有馬哲夫氏の慰安婦問題否認論の誤りについて・1

この件。
「従軍慰安婦」が歴史教科書に復活 どこが問題か? 一からわかる「慰安婦問題」(1)(5/7(木) 7:45配信 デイリー新潮)
デイリー新潮が有馬哲夫氏の著書から抜粋引用する形で慰安婦問題否認論を展開しています。これは歴史修正主義に他なりませんが、記事の内容が抜粋であるなら原典著者である有馬氏自身が歴史修正主義者であるということになるでしょうね。以下、新潮記事が有馬氏著書から正確・誠実に抜粋していることを前提として記載します。

有馬氏の手法・ワラ人形叩き

有馬氏はまずこんなことを述べています。

朝鮮人慰安婦は20万人いたか

 いわゆる「慰安婦問題」に関しては、現在「20万人の朝鮮人女性が日本軍や官憲によって強制的に慰安婦にされた」という途方もない言説が世界に広まっています。これは複雑な経緯があってこういうことになっていますが、まったく歴史的事実に反しているということを最初にいっておきます。また、そもそもこれは、「歴史問題」ではないということも断っておきましょう。その上で、反証可能な歴史論議によってこの言説を検討してみましょう。
 まず、20万人という数ですが、これはアメリカなど海外のメディアで報じられている数で、クマラスワミ報告書のなかにあります。しかし、その根拠は北朝鮮当局が出した数字です。北朝鮮はジェノサイド(集団虐殺)も主張しています。
 北朝鮮のいうことは全部嘘だ、とまではいいませんが、問題は報告者のラディカ・クマラスワミが北朝鮮に招かれていたにもかかわらず調査にいかず、代わりの「人権センターの代表団」に行かせ、北朝鮮側が用意した「慰安婦」の証言を鵜呑みにして報告書を作っていることです。つまり、意図のある聞き手が意図のある証言者から得た、反証可能性のない、一方的な証言なのです。それなのに、なんの事実確認も検証もせず、そのまま報告書に記載しています。お読みいただいた方はその内容がいかに信じがたいものかお分かりだろうと思います。まだの方は、ぜひアクセスして確かめてみてください。

https://headlines.yahoo.co.jp/article?a=20200507-00621510-shincho-kr

この記載を読むと、北朝鮮当局の出した数値を根拠にクマラスワミ報告(女性に対する暴力-戦時における軍の性奴隷制度問題に関して、朝鮮民主主義人民共和国、大韓民国及び日本への訪問調査に基づく報告書-(日本語))は、20万人の朝鮮人女性が慰安婦にされたと結論付けたような印象を受けます。

__________

■ 作業指示 ■
**A)** 有馬氏批判の文章のうち、「有馬哲夫氏の慰安婦問題否認論の誤りについて・1」から「の言説を検討してみましょう。」までを、両端の語句も含めて一字一句そのまま書き写してください。
**B)** 有馬氏批判の文章が示すクマラスワミ報告の正式な題名から、訪問調査先として記された国名をすべて挙げてください。
**C)** 有馬氏批判の文章を、最後の文の次から書き進めてください。
次の行は、本文とは別の出典から取ったものです。

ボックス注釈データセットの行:

__________

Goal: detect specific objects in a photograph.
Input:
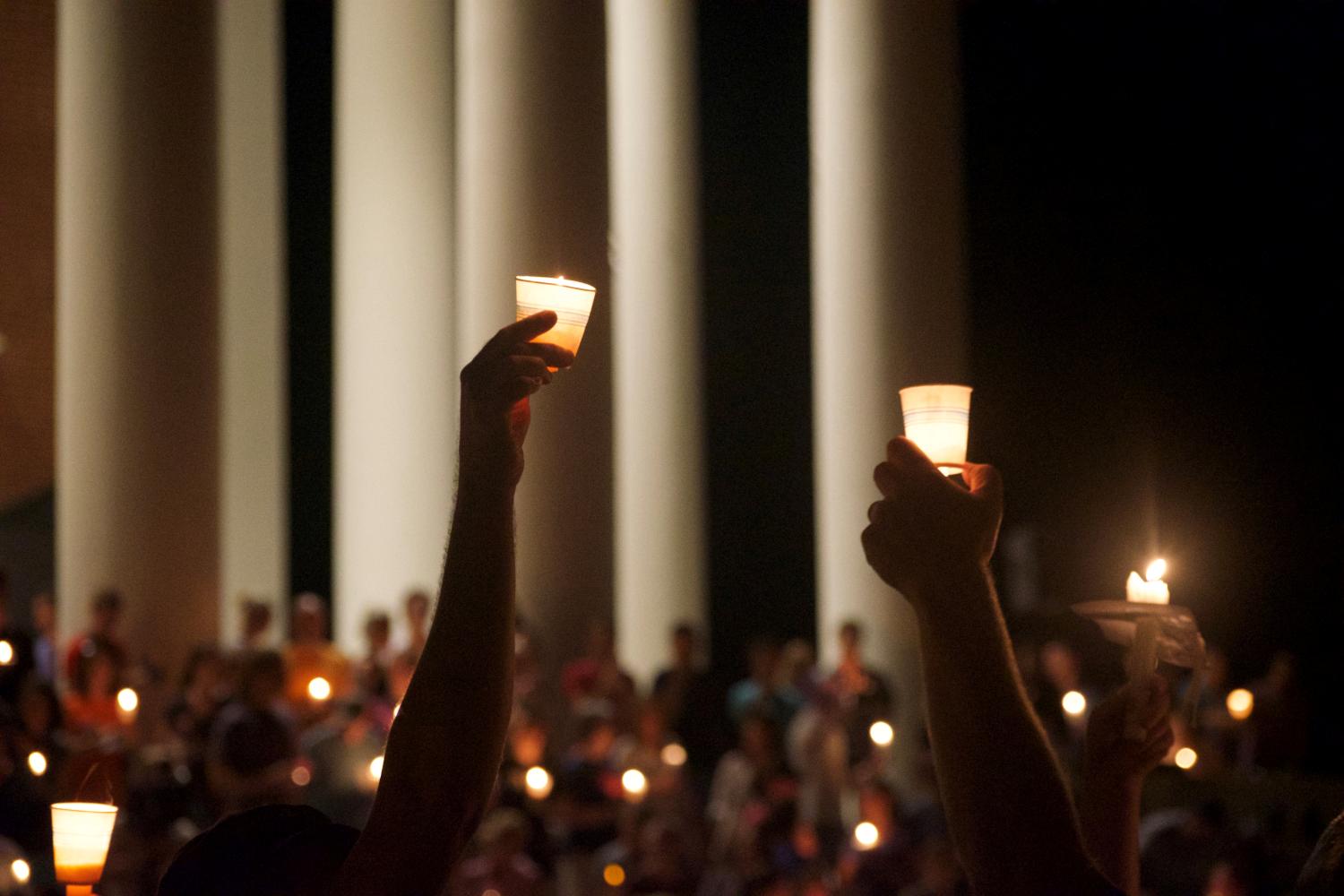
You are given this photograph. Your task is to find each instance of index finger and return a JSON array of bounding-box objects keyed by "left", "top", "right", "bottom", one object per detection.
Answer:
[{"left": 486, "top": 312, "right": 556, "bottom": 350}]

__________

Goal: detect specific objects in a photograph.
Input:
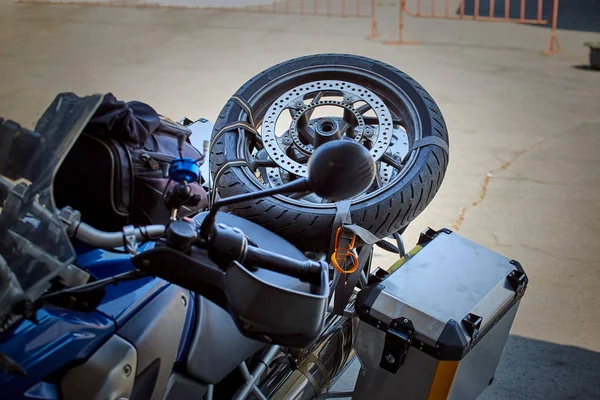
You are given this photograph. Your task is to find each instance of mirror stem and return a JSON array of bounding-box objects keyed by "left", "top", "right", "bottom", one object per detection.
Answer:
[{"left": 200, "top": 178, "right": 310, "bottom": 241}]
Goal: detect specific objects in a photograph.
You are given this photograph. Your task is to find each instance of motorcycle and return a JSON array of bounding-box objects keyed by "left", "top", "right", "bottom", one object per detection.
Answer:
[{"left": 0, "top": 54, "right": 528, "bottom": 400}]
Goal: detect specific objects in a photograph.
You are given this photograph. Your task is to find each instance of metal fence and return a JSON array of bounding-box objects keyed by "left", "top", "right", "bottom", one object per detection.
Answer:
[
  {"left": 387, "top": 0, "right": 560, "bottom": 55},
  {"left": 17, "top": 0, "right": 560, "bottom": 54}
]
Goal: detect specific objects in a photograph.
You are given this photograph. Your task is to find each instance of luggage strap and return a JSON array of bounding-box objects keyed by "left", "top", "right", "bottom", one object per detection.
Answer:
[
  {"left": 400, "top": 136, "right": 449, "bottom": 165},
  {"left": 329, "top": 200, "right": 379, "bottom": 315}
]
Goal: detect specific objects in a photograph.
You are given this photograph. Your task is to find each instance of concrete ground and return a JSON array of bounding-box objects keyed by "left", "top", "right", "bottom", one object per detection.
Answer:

__________

■ 回答一覧 ■
**A)**
有馬哲夫氏の慰安婦問題否認論の誤りについて・1

この件。
「従軍慰安婦」が歴史教科書に復活 どこが問題か? 一からわかる「慰安婦問題」(1)(5/7(木) 7:45配信 デイリー新潮)
デイリー新潮が有馬哲夫氏の著書から抜粋引用する形で慰安婦問題否認論を展開しています。これは歴史修正主義に他なりませんが、記事の内容が抜粋であるなら原典著者である有馬氏自身が歴史修正主義者であるということになるでしょうね。以下、新潮記事が有馬氏著書から正確・誠実に抜粋していることを前提として記載します。

有馬氏の手法・ワラ人形叩き

有馬氏はまずこんなことを述べています。

朝鮮人慰安婦は20万人いたか

 いわゆる「慰安婦問題」に関しては、現在「20万人の朝鮮人女性が日本軍や官憲によって強制的に慰安婦にされた」という途方もない言説が世界に広まっています。これは複雑な経緯があってこういうことになっていますが、まったく歴史的事実に反しているということを最初にいっておきます。また、そもそもこれは、「歴史問題」ではないということも断っておきましょう。その上で、反証可能な歴史論議によってこの言説を検討してみましょう。

**B)** 朝鮮民主主義人民共和国、大韓民国、日本

**C)**
しかし、「20万人の朝鮮人女性」についてはパラグラフ 69に書かれていますが、明確に「北朝鮮の立場」として北朝鮮側の専門家の主張を記載しているにすぎず、報告書として結論付けた数字ではありません。ちなみに「韓国の立場」も「日本の立場」も報告書に載っています。
さらに言えば、20万人という数字自体は、1996年1月のクマラスワミ報告以前に吉見義明氏の推算の一つとして提示されていますし*1、「金一勉氏が慰安婦の「8割ー9割」、17ー20万人が朝鮮人である」と主張したのはもっと前です。

そもそも「現在「20万人の朝鮮人女性が日本軍や官憲によって強制的に慰安婦にされた」という途方もない言説が世界に広まっています」という有馬氏の事実認識も怪しいんですよね。

例えばオーストラリア政府のサイトには慰安婦の人数についての言及も特にありませんし、報道でも特に言及されていません。
NBCの「Who are the 'comfort women,' and why are U.S.-based memorials for them controversial?」という記事には20万人という数字が出てきますが、「She was one of an estimated 200,000 “comfort women,” a euphemism for the mostly Korean women who were forced into Japanese military-run brothels during World War II.」という記載のみで、20万人の“朝鮮人”女性という説明ではありません。
韓国政府の公式サイトでさえ、20万人の“朝鮮人”女性という説明はしていません。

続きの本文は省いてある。